## WORK TASK:
The string "railing" may appear in lines of the data; report how many lines contain it, with no other output.

(Photo-based referring expression data)
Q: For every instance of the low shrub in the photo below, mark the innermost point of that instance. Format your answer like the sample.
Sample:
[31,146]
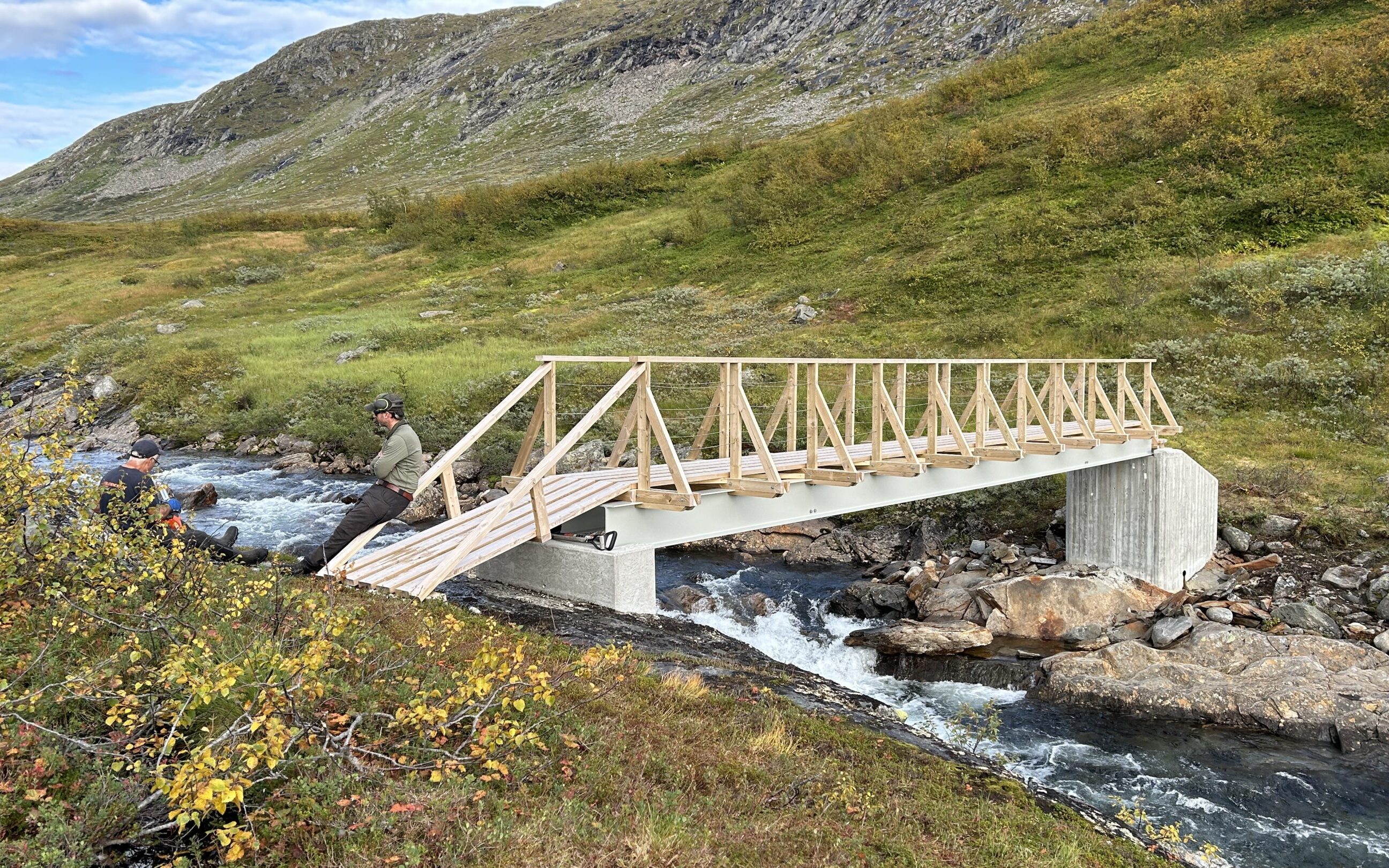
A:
[151,696]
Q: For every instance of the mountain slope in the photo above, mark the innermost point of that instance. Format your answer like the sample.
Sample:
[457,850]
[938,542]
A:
[439,100]
[1207,185]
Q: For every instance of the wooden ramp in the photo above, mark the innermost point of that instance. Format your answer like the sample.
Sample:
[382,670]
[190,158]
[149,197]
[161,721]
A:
[542,499]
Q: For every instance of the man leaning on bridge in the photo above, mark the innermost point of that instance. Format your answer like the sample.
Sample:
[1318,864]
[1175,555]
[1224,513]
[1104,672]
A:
[398,467]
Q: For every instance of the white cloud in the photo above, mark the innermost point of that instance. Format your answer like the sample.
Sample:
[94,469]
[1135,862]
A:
[209,41]
[48,28]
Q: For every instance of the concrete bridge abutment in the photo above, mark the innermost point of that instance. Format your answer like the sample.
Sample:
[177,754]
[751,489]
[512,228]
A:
[1152,517]
[623,580]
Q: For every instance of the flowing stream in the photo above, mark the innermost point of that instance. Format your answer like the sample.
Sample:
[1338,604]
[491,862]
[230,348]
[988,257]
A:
[1263,800]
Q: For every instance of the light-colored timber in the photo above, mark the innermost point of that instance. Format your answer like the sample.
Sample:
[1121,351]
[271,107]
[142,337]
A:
[1050,406]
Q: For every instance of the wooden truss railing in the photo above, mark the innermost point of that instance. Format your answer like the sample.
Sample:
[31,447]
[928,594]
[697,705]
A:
[1050,405]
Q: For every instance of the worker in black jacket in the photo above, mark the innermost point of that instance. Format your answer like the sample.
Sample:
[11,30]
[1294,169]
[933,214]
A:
[128,491]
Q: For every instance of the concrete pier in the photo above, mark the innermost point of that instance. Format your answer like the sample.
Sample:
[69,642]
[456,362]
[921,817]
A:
[623,580]
[1152,517]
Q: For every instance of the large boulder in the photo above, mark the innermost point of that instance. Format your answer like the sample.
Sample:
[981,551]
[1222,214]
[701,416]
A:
[296,463]
[846,546]
[873,601]
[921,638]
[1308,617]
[585,458]
[944,603]
[1047,606]
[1167,631]
[1278,527]
[1346,577]
[1299,686]
[199,498]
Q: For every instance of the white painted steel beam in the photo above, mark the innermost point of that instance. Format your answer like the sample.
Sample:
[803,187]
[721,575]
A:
[723,513]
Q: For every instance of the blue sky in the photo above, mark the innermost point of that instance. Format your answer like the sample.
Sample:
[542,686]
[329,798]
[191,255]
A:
[67,66]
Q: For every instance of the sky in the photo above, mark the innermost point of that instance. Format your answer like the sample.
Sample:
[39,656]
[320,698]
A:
[67,66]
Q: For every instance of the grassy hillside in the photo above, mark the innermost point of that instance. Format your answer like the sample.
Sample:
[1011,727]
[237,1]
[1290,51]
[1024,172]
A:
[1205,184]
[442,100]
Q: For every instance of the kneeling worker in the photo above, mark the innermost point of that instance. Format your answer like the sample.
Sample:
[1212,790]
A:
[127,487]
[398,468]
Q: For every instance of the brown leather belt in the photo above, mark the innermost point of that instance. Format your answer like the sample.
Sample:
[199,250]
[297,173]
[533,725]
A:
[397,489]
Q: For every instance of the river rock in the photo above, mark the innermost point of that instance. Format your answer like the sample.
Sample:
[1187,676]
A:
[1378,590]
[104,388]
[1239,541]
[1043,608]
[116,435]
[1345,577]
[1278,527]
[689,599]
[350,355]
[920,638]
[945,603]
[1167,631]
[296,463]
[585,458]
[199,498]
[1087,637]
[427,506]
[846,546]
[1299,686]
[760,604]
[1309,618]
[289,444]
[1220,614]
[927,541]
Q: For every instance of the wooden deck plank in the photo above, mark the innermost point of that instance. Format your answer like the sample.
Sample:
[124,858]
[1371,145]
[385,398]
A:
[406,564]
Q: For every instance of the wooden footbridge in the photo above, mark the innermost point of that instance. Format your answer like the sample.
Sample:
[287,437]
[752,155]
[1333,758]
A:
[891,418]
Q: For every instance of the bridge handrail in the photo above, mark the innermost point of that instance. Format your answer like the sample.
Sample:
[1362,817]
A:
[1084,398]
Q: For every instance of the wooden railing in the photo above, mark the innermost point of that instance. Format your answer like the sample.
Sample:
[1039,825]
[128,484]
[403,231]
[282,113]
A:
[1050,405]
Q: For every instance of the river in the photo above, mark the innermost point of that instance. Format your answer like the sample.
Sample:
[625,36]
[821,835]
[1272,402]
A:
[1265,800]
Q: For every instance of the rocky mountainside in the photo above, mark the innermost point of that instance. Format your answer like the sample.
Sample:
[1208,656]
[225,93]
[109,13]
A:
[440,100]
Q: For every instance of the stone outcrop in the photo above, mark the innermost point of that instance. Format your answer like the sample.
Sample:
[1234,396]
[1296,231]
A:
[921,638]
[442,98]
[1047,606]
[1299,686]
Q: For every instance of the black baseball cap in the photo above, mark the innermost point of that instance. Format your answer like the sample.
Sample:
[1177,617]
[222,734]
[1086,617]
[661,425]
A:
[145,449]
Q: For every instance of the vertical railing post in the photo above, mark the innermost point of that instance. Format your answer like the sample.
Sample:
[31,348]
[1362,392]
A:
[1023,402]
[451,492]
[1057,406]
[644,431]
[792,388]
[723,410]
[932,409]
[1120,376]
[735,421]
[850,407]
[981,406]
[1148,390]
[548,393]
[900,393]
[876,447]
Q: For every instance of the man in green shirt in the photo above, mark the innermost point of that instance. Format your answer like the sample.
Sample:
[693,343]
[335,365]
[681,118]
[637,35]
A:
[398,468]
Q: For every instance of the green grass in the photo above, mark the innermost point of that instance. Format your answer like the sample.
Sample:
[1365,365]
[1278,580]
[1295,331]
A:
[1074,199]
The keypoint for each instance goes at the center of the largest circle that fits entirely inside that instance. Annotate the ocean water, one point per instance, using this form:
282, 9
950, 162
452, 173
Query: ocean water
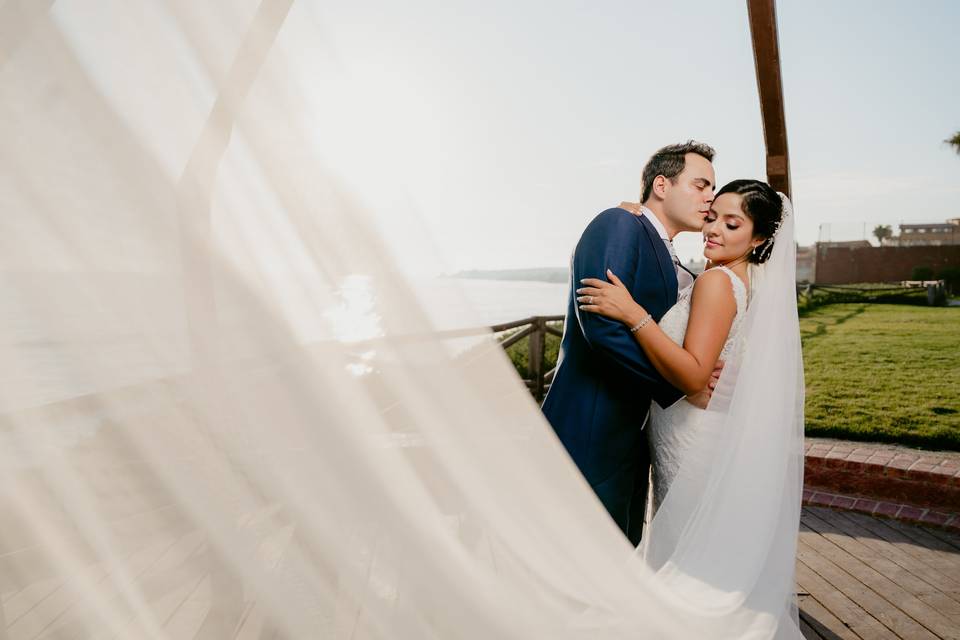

## WRITTEN RESPONSE:
3